----- ARTIKEL

Komersilkan Hobi, Raup Keuntungan Berlipat.

Komersialkan hobi menjadi pendapatan.
Komersialkan hobi menjadi pendapatan.
Komersialkan hobi menjadi pendapatan.

Farhan(20), Mahasiswa semester 5 jurusan Perbankan Syari’ah ini,menyukai fotografi sejak masih duduk di bangku SMP. Hobby memotret, melatarbelakanginya menggeluti profesi fotografer selain alasan finansial. Profesi yang baru saja ia tekuni ini, tak dijadikannya sebagai satu-satunya mata pencahariannya. Selain menjadi seorang Mahasiswa, ia juga membuka rental kamera. Berbekal kemampuan memotret, dengan jiwa muda yang masih melekat pada dirinya, dibentuklah satu komunitas memotret  bernama KOMFIS yang beranggotakan 5 orang Mahasiswa IAIN Salatiga dengan rata-rata semester 3 keatas. Dengan merebaknya usaha layanan semacam ini, masalah persaingan sepertinya tak dijadikan momok bagi mereka, yang terpenting menurut mereka adalah bagaimana memberikan pelayanan yang optimal. Jadi, untuk bersaing pun bagi mereka tidak masalah.

----------
----- DATA TERCATAT

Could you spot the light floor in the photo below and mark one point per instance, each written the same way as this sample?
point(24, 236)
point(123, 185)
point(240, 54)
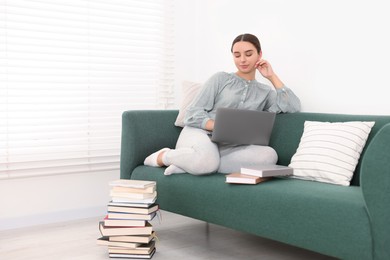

----------

= TUJUAN LATIHAN =
a - Berapa orang anggota komunitas KOMFIS menurut artikel tentang hobi fotografi?
b - Sambung artikel tentang hobi fotografi mulai dari kalimat terakhirnya.

= HASIL LATIHAN =
a - Lima orang mahasiswa IAIN Salatiga.

b -
Farhan mengatakan, profesi sebagai seorang fotografer cukup menjanjikan. Namun, ini tergantung orangnya, jika serius kebutuhan untuk hidup akan terpenuhi. Menggunakan media promosi Sosial Media, dan tidak memasang pamflet-pamflet diluaran sana menjadi satu strategi bagi mereka. Menurutnya, dengan sosmedpun pelanggan yang meminati jasa mereka sangat berlimpah, bahkan tidak sedikit yang mereka tolak. Memudahkan para wisudawan untuk bisa mengabadikan moment langka mereka, adalah salah satu dari sekian banyaknya alasan mereka mendirikan stand foto ini. Dengan menyasar area di Salatiga dan sekitarnya, mereka yakin akan mendapatkan peminat sebesar-besarnya.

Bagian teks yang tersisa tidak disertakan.